--- Information provided Enclosed Below ---

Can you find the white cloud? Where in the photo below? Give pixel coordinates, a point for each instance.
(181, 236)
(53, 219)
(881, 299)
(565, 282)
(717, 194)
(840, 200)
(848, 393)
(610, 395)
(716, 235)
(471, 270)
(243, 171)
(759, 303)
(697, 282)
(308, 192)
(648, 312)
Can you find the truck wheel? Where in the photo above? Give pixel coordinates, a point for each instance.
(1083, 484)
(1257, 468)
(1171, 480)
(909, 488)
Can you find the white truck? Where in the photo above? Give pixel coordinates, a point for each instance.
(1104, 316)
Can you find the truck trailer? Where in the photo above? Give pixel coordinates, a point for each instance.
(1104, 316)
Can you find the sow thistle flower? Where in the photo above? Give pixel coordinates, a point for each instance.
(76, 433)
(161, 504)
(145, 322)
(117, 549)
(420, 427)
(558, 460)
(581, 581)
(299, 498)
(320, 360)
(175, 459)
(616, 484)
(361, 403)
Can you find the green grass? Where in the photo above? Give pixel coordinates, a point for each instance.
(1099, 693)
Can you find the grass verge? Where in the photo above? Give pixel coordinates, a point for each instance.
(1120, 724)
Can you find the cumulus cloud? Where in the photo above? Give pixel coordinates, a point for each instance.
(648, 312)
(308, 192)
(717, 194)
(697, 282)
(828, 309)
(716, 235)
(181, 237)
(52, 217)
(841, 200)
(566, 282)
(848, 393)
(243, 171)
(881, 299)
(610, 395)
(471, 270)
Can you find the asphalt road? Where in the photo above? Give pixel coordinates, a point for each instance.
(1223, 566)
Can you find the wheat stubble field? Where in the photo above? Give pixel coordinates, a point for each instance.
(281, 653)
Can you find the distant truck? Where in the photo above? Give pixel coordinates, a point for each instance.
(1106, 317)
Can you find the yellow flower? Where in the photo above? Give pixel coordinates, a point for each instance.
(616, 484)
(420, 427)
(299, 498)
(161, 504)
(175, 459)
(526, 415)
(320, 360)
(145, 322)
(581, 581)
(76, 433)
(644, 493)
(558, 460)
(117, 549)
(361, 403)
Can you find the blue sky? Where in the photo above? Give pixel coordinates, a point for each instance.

--- End of Enclosed Information provided ---

• Work instruction: Restate the data word for word.

• Completed exercise:
Can you find the white cloud? Where in the photo below? Give pixel coordinates, a point for each instance.
(181, 236)
(53, 219)
(881, 299)
(565, 282)
(717, 194)
(840, 200)
(848, 393)
(610, 395)
(716, 235)
(471, 270)
(243, 171)
(759, 303)
(697, 282)
(308, 192)
(648, 312)
Can you find the truck wheel? Where in the photo above? Give pixel coordinates, a point for each instance.
(1083, 484)
(1257, 468)
(1171, 480)
(909, 488)
Can you find the white truck? Where in the photo above? Give pixel coordinates, a point for each instance.
(1104, 316)
Can you find the truck trailer? Where in the photo above? Give pixel coordinates, a point for each instance.
(1104, 316)
Can you find the sow thistle flower? Where in the photo above? Give pixel coordinates, a point for each instance.
(76, 433)
(161, 504)
(145, 322)
(117, 549)
(420, 427)
(558, 460)
(581, 581)
(299, 498)
(320, 360)
(175, 459)
(616, 484)
(361, 403)
Can you find the green grass? Where in the photo above? Give pixel coordinates, a point for each instance.
(1099, 693)
Can you find the grass verge? Where in the photo above? Give pixel coordinates, a point for each instance.
(1120, 724)
Can you find the cumulus cloud? Where in the photo above? Give pixel coordinates, a point for each instance.
(648, 312)
(308, 192)
(717, 194)
(697, 282)
(828, 309)
(716, 235)
(181, 237)
(52, 217)
(841, 200)
(566, 282)
(848, 393)
(243, 171)
(881, 299)
(610, 395)
(471, 270)
Can you find the asphalt road? Where in the photo above? Give pixel coordinates, a point for each instance.
(1223, 566)
Can you find the wheat stubble field? Where in the photo above? Give pixel coordinates, a point for each instance.
(281, 653)
Can you find the distant truck? Where in the photo above? Give pixel coordinates, a point for each instance.
(1106, 317)
Can you find the yellow flower? Where in the photo above? Give pixel coordinates, a point for each instance.
(616, 484)
(420, 427)
(299, 498)
(161, 504)
(175, 459)
(526, 415)
(320, 360)
(145, 322)
(581, 581)
(76, 433)
(644, 493)
(558, 460)
(117, 549)
(361, 403)
Can you find the blue sky? Where in the photo above? Give pixel coordinates, a point for each instance.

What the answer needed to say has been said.